***** Data supplied
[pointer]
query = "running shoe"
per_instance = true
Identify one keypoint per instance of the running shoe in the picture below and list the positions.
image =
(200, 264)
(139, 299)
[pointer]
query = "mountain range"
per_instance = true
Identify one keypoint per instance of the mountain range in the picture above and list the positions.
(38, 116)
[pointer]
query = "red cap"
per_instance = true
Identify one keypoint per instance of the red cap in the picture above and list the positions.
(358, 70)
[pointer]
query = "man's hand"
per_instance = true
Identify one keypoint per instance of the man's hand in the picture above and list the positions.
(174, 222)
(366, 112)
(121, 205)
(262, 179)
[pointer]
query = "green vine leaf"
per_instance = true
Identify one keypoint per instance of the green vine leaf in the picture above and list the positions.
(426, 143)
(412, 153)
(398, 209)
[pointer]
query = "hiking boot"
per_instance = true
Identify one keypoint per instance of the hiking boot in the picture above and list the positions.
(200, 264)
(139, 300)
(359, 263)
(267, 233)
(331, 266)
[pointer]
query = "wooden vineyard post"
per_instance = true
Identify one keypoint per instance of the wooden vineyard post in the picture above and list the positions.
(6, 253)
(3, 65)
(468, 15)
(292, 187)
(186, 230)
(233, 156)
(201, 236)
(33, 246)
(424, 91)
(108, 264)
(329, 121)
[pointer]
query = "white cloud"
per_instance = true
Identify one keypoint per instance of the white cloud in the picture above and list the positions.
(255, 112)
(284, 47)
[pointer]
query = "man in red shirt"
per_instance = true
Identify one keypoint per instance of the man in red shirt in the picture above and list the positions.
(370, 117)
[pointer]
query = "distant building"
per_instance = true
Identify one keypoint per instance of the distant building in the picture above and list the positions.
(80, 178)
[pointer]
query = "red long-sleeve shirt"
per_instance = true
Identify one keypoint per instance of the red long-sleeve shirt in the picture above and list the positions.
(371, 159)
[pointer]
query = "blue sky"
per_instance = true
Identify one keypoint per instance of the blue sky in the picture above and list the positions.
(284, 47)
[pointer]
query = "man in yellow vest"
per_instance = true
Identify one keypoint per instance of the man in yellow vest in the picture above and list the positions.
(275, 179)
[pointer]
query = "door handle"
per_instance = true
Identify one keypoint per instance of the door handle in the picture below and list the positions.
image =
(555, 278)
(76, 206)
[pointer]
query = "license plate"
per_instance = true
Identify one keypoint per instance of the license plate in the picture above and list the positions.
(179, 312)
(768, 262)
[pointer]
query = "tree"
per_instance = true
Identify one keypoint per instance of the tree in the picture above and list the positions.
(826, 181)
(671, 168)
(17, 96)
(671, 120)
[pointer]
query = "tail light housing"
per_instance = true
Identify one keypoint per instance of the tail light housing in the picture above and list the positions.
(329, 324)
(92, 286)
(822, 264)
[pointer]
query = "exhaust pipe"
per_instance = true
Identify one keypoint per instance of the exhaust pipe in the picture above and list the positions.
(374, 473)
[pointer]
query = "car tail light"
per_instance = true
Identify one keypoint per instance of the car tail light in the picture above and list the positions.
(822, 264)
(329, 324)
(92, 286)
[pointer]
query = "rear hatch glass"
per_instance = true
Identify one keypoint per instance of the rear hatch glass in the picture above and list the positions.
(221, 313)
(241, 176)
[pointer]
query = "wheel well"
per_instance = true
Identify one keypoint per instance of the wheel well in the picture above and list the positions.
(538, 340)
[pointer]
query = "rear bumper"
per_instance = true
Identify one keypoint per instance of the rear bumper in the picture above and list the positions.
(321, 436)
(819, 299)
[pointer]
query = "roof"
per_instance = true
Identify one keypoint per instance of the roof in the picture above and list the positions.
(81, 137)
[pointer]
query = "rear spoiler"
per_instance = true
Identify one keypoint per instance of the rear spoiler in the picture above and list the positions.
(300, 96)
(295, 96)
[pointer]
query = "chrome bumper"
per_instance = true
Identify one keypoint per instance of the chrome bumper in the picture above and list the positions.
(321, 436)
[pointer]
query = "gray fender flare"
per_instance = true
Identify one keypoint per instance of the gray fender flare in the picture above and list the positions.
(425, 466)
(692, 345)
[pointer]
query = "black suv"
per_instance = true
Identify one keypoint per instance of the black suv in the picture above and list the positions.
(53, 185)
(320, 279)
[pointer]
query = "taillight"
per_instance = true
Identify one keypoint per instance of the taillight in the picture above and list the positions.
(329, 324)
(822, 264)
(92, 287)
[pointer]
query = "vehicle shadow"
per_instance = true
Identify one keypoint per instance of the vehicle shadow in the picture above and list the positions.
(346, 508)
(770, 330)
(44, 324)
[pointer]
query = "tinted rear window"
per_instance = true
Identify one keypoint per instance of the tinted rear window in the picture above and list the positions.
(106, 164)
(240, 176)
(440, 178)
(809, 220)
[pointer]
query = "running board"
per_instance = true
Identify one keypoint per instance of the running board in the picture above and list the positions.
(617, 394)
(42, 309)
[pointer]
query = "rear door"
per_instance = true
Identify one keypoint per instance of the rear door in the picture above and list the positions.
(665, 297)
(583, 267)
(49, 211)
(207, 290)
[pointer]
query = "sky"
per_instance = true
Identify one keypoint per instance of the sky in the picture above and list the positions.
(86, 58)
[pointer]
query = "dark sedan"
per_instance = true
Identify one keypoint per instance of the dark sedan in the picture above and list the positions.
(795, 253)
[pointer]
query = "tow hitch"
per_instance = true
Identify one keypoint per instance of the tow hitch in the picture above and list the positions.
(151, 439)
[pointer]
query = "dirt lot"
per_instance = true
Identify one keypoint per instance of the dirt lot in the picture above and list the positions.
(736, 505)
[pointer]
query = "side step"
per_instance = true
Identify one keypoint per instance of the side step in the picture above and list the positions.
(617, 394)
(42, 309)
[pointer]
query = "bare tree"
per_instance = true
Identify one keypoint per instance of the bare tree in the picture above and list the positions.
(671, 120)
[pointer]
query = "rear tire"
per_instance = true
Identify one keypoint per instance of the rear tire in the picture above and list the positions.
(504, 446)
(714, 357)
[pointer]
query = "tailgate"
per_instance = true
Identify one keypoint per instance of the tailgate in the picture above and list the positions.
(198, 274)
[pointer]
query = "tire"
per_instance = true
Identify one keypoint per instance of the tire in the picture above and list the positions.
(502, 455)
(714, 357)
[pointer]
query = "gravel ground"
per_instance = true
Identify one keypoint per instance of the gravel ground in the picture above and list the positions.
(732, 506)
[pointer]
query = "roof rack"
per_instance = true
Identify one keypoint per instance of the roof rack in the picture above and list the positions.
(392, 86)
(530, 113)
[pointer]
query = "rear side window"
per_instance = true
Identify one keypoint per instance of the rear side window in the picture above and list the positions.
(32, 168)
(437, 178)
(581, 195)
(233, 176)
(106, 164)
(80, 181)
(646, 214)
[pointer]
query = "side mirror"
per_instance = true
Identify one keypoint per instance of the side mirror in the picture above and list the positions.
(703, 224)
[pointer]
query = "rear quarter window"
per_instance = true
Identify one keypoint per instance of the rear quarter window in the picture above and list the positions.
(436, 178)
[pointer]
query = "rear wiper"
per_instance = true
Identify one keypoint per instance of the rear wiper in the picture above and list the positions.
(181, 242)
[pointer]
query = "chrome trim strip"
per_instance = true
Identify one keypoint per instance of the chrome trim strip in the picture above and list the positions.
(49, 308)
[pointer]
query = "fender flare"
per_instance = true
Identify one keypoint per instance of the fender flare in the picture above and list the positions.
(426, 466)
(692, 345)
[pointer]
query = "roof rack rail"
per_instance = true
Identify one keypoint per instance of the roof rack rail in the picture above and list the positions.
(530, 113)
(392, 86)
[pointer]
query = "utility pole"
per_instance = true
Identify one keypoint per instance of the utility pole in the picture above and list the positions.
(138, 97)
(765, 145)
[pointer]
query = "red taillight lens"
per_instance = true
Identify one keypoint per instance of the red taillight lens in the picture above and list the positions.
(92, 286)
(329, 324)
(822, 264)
**********
Report how many lines of the records above contain the string "tailgate", counting only matches in the same case. Give only the number.

◆ Solution to this problem
2